DIRECTIVE 1: Report how many lines of the records contain the string "covered". Give only the number.

PASSAGE TO READ:
□ □ □ □ □

We should plot the residuals to assess whether the data meet the assumptions of the test.

opar <- par(mfrow = c(2, 2)) # Create a 2x2 plotting grid
plot(SSRI.lm, which = 5)     # Plot residuals for each factor level
plot(SSRI.lm, which = 1)     # Plot residuals vs. fitted values
plot(SSRI.lm, which = 2)     # Plot a Q-Q plot
plot(residuals(SSRI.lm) ~ I(1:60), main="Residuals vs Exp. Unit", font.main=1, data=d)
par(opar)                    # Return to original plotting settings (i.e., a 1x1 grid)

They look good.

The omega_squared() function does not work correctly on random- or mixed-effects models fitted with aov() or lm(). If we want an effect size for Type, we need to calculate it manually or refit the model using lmer().

There is a significant difference among the SSRIs within Type ($F_{2,56}=4.658, p=0.013$), but no significant difference between Types ($F_{1,2}=1.138, p=0.398$).

To plot the results of an ANOVA with a nested random effect, you may wish to plot a single data point representing the mean of each subgroup, with a 95% CI calculated from the pooled standard deviation at the subgroup level.

ag <- aggregate(Ki ~ SSRI %in% Type, data = d, mean)  # Mean for each SSRI
ag2 <- aggregate(Ki ~ Type, data = d, mean)           # Mean for each Type
SD.subgrp <- sqrt((7219.9-1549.9)/15) # (subgrp MS - error MS) / num. reps per subgrp
ag2$CI <- qt(1 - 0.05/2, df = 2) * SD.subgrp/sqrt(2)

ggplot(data = ag, aes(x = Type, y = Ki)) +
  geom_jitter(height = 0, width = 0.1, alpha = 0.3) +
  geom_pointrange(data = ag2, aes(y = Ki, ymin = Ki-CI, ymax = Ki+CI)) +        
  labs(x = "Drug Type", y = expression(italic(K[i])*" (nM)")) +
  theme_few()

Our 95% CIs for the effect of brand-name vs. generic drugs are massive! That is because we did too much sampling at the wrong level of the experiment: replicates of each SSRI… Instead, we should have invested those resources by sampling more than two brand-name and generic SSRIs.

Analysis in `aov()`

To conduct this ANOVA in aov(), we need to specify an Error() term. For complex models, these can become quite complicated. In this case, Type + Error(Type:SSRI) indicates that SSRI is a random effect nested in the fixed effect Type.

op <- options(contrasts = c("contr.sum", "contr.poly")) # Set sum-to-zero contrasts

SSRI.aov <- aov(Ki ~ Type + Error(Type:SSRI), data = d) # Fit the model
summary(SSRI.aov)                                       # Create the ANOVA table
pf(7220/1550, df1 = 2, df2 = 56, lower.tail = FALSE)    # p-value for random effect
plot(lm(SSRI.aov))                                      # Plot the residuals

emmeans(SSRI.aov, ~Type)                                # Show EMMs
emmip(SSRI.aov, ~Type, CIs = TRUE) +                    # Plot the effect
  labs(x = "Drug Type",
       y = expression(italic(K[i])*" (nM)")) +
  theme_few()

options(op)                                             # Reset contrasts

If you run this analysis, you will find that the results from aov() are identical to those from GAD.

□ □ □ □ □

INPUT:

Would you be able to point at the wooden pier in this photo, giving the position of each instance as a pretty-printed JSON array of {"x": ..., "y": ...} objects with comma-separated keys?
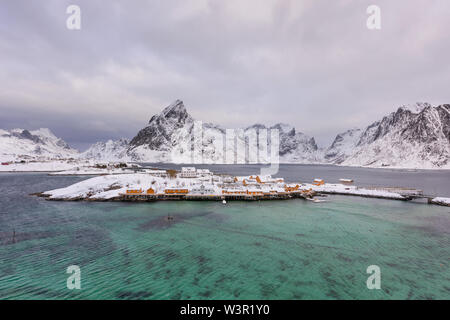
[{"x": 200, "y": 197}]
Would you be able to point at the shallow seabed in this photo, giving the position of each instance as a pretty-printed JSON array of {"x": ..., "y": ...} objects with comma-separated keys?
[{"x": 292, "y": 249}]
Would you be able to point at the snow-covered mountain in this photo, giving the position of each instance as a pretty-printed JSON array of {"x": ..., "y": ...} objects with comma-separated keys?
[
  {"x": 111, "y": 150},
  {"x": 19, "y": 144},
  {"x": 171, "y": 136},
  {"x": 342, "y": 146},
  {"x": 415, "y": 136}
]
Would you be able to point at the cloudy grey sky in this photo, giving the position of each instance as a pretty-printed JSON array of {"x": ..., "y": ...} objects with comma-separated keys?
[{"x": 309, "y": 63}]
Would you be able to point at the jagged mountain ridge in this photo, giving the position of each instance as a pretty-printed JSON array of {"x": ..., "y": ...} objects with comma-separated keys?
[
  {"x": 169, "y": 136},
  {"x": 111, "y": 150},
  {"x": 18, "y": 144},
  {"x": 414, "y": 136}
]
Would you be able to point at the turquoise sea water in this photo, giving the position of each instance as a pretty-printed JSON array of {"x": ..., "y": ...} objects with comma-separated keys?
[{"x": 243, "y": 250}]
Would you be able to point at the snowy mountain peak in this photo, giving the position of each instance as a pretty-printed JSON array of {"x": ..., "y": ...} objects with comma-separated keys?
[
  {"x": 417, "y": 107},
  {"x": 24, "y": 144},
  {"x": 111, "y": 150}
]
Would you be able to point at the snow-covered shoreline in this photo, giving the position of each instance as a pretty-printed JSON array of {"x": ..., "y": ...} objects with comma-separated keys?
[
  {"x": 441, "y": 201},
  {"x": 67, "y": 167},
  {"x": 193, "y": 183}
]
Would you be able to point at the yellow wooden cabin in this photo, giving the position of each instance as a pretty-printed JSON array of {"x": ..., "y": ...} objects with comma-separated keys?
[
  {"x": 134, "y": 191},
  {"x": 176, "y": 191}
]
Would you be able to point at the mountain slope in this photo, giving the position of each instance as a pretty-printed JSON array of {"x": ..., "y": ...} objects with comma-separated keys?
[
  {"x": 172, "y": 135},
  {"x": 416, "y": 136},
  {"x": 111, "y": 150},
  {"x": 342, "y": 146},
  {"x": 19, "y": 144}
]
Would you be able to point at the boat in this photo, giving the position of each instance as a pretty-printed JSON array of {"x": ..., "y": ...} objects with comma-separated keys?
[{"x": 346, "y": 181}]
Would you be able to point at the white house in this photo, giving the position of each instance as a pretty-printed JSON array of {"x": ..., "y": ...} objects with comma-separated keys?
[
  {"x": 204, "y": 172},
  {"x": 188, "y": 172}
]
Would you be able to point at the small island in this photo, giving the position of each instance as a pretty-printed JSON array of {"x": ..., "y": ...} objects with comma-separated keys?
[{"x": 191, "y": 183}]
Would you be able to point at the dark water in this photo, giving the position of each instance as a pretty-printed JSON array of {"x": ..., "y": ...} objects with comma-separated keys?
[
  {"x": 243, "y": 250},
  {"x": 433, "y": 182}
]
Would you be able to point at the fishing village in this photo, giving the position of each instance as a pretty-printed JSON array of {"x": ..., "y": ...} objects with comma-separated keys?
[{"x": 190, "y": 183}]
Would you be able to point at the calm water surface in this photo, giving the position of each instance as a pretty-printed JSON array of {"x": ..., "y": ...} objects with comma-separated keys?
[{"x": 243, "y": 250}]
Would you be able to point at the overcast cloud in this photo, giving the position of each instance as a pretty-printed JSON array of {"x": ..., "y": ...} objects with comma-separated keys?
[{"x": 309, "y": 63}]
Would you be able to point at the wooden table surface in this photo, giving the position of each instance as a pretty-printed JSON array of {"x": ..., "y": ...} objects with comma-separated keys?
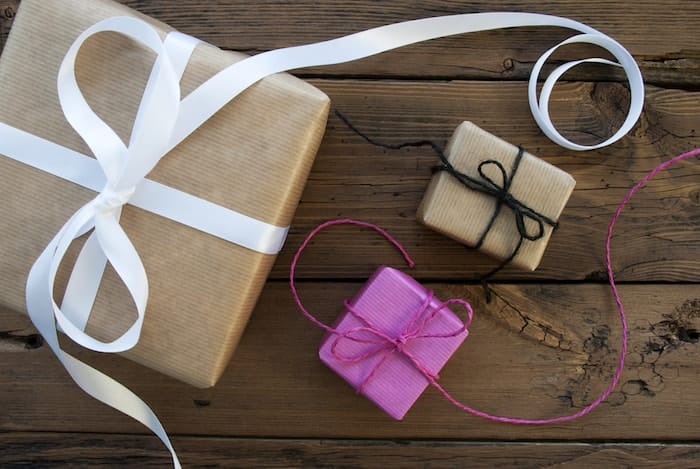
[{"x": 547, "y": 343}]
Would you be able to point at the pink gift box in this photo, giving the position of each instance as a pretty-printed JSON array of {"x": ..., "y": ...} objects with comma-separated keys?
[{"x": 381, "y": 345}]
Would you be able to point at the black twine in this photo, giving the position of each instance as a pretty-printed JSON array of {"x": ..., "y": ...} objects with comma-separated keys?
[{"x": 485, "y": 185}]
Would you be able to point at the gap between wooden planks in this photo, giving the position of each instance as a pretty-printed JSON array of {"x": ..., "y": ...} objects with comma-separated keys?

□ □ □ □ □

DIRECTIVE 2: According to the nested ANOVA text, what does the term Type + Error(Type:SSRI) indicate?

FULL ANSWER 1: 2

FULL ANSWER 2: It indicates that SSRI is a random effect nested in the fixed effect Type.